* BRIEF A *
Reproduce word for word the part of the budget deficit article that runs from "The Ministry has" to "draft Paper shows.".
* BRIEF B *
Write the next part of the article on the forecast budget deficit, picking up after its last sentence.

* SELECTED EXTRACT *
Content starts

The country’s financial year is now expected to end with a budget deficit of P5.7 billion, about P1.9 billion lower than forecast, due to the strong US dollar driving diamond earnings in Pula terms, as well as greater non-mining revenues.
However, the rosier picture for the country’s finances is offset by rising risks emanating from Russia’s ongoing war in Ukraine and global uncertainties which are putting pressure on the projection of 3.8% economic growth for the 2023-24 year.
The latest forecasts are contained in the draft Budget Strategy Paper, a blueprint prepared annually by technocrats at the Finance Ministry as part of the planning process for the next budget.
The Ministry has kicked off countrywide consultations based on the Paper and has also invited members of the public to provide feedback, ahead of the budget’s finalisation early next year.
The lower forecast deficit is overshadowed by expectations of slower growth due to mounting risks to the economy, the draft Paper shows.

Content ends

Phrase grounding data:
Content starts

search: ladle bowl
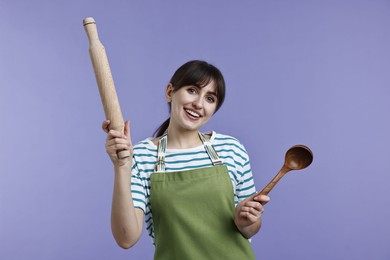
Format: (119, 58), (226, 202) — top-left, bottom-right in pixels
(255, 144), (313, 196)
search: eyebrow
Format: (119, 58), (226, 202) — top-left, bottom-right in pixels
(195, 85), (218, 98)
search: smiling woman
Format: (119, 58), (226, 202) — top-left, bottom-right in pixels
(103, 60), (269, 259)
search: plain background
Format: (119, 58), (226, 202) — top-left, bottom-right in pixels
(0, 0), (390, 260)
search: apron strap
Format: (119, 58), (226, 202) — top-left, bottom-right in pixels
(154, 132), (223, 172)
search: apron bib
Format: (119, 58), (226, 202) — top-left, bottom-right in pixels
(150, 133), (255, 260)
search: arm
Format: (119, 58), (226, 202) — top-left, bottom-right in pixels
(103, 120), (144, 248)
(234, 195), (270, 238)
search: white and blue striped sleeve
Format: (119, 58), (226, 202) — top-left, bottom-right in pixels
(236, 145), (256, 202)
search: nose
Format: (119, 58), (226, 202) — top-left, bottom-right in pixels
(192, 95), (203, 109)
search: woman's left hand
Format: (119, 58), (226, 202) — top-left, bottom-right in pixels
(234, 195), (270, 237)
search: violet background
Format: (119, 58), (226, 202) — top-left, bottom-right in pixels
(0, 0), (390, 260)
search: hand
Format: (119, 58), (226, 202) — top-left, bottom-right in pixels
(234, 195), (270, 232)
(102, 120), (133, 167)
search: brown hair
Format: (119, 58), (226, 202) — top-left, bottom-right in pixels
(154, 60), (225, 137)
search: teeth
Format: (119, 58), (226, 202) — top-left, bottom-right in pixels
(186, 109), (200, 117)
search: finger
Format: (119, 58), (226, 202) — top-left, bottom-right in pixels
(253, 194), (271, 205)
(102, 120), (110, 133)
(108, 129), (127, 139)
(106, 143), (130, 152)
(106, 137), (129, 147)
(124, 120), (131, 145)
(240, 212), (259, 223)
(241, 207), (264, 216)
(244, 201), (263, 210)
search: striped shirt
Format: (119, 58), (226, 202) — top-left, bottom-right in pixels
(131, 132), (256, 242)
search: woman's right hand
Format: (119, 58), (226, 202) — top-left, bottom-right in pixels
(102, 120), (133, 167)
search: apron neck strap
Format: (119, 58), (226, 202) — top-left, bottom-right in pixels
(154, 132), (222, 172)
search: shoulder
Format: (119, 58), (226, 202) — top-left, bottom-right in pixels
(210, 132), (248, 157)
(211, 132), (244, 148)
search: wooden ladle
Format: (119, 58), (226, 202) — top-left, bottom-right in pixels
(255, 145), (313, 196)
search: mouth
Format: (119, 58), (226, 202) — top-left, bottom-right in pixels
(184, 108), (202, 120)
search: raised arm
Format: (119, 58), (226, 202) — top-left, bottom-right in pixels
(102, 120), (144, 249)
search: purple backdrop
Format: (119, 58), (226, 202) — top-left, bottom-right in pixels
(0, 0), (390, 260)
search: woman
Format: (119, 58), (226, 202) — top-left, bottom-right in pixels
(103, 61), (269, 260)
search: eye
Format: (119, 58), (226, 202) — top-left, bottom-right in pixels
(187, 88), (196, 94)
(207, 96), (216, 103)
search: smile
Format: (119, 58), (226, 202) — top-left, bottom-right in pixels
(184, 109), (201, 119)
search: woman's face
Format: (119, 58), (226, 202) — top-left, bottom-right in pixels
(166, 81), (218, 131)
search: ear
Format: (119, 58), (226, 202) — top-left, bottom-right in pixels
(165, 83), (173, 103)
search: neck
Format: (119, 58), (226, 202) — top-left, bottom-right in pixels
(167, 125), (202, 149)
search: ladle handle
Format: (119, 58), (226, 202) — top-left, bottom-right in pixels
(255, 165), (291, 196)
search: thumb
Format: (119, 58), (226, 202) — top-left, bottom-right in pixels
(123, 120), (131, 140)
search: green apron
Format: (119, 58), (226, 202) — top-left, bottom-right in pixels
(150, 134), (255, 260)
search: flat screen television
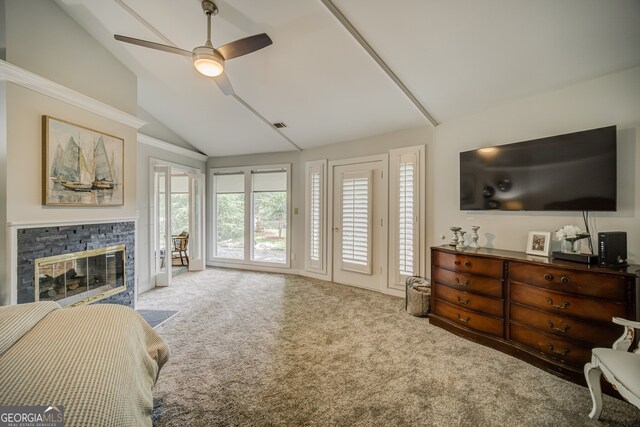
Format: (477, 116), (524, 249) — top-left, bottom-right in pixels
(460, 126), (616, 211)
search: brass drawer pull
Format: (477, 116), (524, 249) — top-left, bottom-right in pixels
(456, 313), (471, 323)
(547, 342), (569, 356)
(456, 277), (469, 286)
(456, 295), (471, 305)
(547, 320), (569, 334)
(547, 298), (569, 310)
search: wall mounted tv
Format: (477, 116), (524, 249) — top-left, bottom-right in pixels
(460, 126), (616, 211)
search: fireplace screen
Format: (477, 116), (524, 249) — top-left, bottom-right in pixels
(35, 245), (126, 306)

Content ends

* EXPECTED OUTPUT A *
The Ministry has kicked off countrywide consultations based on the Paper and has also invited members of the public to provide feedback, ahead of the budget’s finalisation early next year.
The lower forecast deficit is overshadowed by expectations of slower growth due to mounting risks to the economy, the draft Paper shows.

* EXPECTED OUTPUT B *
“It is anticipated that performance of the economy will be slower in the second half of the year, as growth in the mining sector moderates,” the draft reads. “On the back of this, real GDP growth is revised downwards by two percentage points to 3.8% in 2023 from the four percent that was earlier projected in January 2023. “This growth profile could be revised down depending on the dynamics of the Russia-Ukraine conflict, regional economic developments, particularly in South Africa among others.”
The Paper adds: “Furthermore, recent power outages due to recurring plant shutdowns at both Morupule A and Morupule B could also limit growth prospects especially for other sectors in the economy. “The non-mining sector is however anticipated to continue contributing positively underpinned by, among others, government interventions aimed at accelerating economic transformation and building economic resilience.”
The growth outlook for 2023-24 and the forecast of about four percent in the medium term, both fall below the levels the country’s economy needs to expand by to reach the high income status by 2036, a government priority and target.
Finance Ministry technocrats said the growth levels were also not conducive to employment creation, with an expectation that growth of 3.8% would yield just 7,000 jobs this financial year.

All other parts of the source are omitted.